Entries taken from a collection
---

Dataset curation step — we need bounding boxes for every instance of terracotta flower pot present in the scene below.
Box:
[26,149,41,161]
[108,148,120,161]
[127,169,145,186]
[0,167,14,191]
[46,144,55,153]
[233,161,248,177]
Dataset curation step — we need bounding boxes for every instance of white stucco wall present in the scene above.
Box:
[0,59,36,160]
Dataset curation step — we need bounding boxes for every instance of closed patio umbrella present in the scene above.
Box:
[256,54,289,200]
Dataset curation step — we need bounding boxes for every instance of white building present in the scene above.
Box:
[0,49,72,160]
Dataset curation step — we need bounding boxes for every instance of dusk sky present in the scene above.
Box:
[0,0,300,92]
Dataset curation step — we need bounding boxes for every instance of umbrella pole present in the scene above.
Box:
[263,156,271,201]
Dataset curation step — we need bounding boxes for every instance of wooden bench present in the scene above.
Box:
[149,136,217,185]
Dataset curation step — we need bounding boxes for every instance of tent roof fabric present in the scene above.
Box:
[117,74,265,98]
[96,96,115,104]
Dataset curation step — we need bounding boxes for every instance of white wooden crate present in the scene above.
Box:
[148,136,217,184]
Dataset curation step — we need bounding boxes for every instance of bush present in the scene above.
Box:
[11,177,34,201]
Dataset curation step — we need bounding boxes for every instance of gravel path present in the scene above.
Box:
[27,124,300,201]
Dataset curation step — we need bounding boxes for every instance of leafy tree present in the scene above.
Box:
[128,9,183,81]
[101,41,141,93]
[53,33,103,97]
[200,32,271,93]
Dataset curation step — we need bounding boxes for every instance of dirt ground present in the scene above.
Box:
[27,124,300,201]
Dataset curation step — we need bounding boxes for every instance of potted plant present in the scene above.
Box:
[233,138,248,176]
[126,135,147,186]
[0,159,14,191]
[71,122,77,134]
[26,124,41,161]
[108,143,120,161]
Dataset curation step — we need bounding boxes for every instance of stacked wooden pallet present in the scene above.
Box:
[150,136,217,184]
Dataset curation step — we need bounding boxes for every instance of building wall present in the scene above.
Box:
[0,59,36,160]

---

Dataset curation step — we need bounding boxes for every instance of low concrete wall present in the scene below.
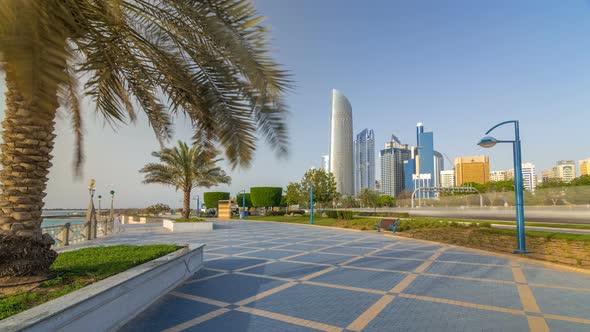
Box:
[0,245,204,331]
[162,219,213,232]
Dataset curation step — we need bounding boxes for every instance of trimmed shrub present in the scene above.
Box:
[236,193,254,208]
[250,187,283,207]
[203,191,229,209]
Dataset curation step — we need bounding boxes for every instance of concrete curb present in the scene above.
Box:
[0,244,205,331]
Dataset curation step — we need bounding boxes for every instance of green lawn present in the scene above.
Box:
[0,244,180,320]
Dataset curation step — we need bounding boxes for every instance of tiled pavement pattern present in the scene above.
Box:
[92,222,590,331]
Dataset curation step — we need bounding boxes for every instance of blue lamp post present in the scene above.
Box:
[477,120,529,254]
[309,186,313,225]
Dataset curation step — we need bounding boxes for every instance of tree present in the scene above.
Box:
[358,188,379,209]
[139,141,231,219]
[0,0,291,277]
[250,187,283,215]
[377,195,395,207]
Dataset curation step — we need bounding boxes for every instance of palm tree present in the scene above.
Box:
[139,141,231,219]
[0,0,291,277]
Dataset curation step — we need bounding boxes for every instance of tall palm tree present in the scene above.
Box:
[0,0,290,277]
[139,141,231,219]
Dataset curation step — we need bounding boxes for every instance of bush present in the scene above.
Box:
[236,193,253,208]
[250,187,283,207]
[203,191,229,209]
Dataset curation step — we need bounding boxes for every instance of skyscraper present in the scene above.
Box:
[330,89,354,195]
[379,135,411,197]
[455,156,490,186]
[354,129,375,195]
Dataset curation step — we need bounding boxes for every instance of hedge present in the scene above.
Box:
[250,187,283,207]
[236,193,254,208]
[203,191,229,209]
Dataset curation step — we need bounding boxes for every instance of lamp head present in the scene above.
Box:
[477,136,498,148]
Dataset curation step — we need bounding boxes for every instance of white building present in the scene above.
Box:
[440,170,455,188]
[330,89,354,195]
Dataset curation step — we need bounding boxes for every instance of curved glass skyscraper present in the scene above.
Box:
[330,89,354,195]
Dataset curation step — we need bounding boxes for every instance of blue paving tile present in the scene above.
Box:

---

◆ **What the task asks**: From the material, pull out the lines beginning with the one that contains "umbrella present in the scene above." and ending with the one that contains "[0,49,72,160]", and repeat them exactly, both of those lines included.

◆ **Reply**:
Dataset curation step — we need bounding boxes for every instance of closed patio umbrella present in the scene above.
Box:
[256,54,289,200]
Dataset curation step — we need bounding boxes for every instance of white building present in the scene above.
Box:
[0,49,72,160]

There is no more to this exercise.